--- BEGIN Given entries ---

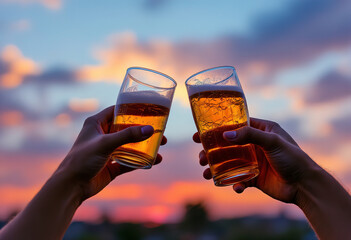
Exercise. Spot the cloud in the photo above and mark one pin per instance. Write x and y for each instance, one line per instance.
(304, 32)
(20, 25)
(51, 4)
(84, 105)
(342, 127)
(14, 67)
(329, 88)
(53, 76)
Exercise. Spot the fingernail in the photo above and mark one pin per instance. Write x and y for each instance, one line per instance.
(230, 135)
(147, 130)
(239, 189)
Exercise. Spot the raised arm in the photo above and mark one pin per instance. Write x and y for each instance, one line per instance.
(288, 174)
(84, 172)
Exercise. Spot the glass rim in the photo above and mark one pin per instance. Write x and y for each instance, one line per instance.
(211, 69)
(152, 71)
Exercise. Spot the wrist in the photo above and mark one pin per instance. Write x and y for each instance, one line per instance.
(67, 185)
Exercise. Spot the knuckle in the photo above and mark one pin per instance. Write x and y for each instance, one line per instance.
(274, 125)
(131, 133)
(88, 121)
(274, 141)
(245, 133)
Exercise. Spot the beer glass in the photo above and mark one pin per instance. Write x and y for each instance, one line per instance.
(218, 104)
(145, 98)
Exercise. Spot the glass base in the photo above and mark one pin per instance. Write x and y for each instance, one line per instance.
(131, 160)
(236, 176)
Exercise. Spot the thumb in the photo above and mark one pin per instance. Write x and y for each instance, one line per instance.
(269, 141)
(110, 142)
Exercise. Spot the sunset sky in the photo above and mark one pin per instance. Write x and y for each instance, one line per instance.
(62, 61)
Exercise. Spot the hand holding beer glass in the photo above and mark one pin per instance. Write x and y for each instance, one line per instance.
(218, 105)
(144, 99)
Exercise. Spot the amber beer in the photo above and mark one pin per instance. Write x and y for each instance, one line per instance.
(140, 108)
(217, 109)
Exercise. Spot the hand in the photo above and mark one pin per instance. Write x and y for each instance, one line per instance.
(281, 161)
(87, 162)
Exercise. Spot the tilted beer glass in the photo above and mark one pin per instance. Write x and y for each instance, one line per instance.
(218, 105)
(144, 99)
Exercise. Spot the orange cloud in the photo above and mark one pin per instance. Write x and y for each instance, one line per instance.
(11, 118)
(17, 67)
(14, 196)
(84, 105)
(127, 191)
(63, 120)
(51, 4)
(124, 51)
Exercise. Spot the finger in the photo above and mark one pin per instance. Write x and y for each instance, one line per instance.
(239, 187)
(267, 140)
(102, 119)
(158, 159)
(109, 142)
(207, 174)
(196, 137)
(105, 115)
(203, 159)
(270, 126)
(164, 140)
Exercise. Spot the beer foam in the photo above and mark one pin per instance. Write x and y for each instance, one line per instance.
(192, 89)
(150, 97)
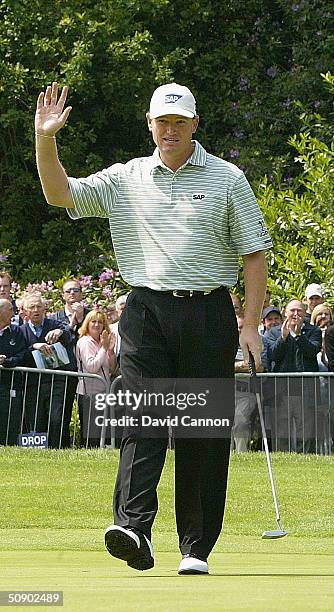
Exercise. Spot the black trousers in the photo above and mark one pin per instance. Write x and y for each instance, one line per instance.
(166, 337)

--- END Given entries ---
--- BEGIN Given entries ---

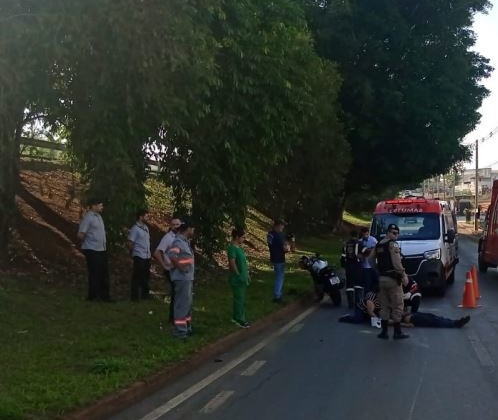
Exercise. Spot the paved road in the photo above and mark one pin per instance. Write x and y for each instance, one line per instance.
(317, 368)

--- END Given entries ---
--- BEGIN Given entries ---

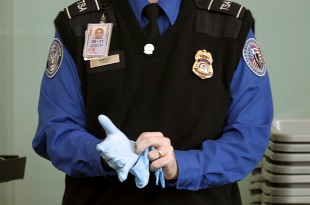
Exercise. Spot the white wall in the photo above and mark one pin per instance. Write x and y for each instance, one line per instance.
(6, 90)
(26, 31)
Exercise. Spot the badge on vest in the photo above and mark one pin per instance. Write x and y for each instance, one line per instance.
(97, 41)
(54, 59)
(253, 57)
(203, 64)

--- END Given entries ---

**Required task:**
Count the lines in the rows above that contain the word "cloud". Reply with only the number.

**Solution below:**
2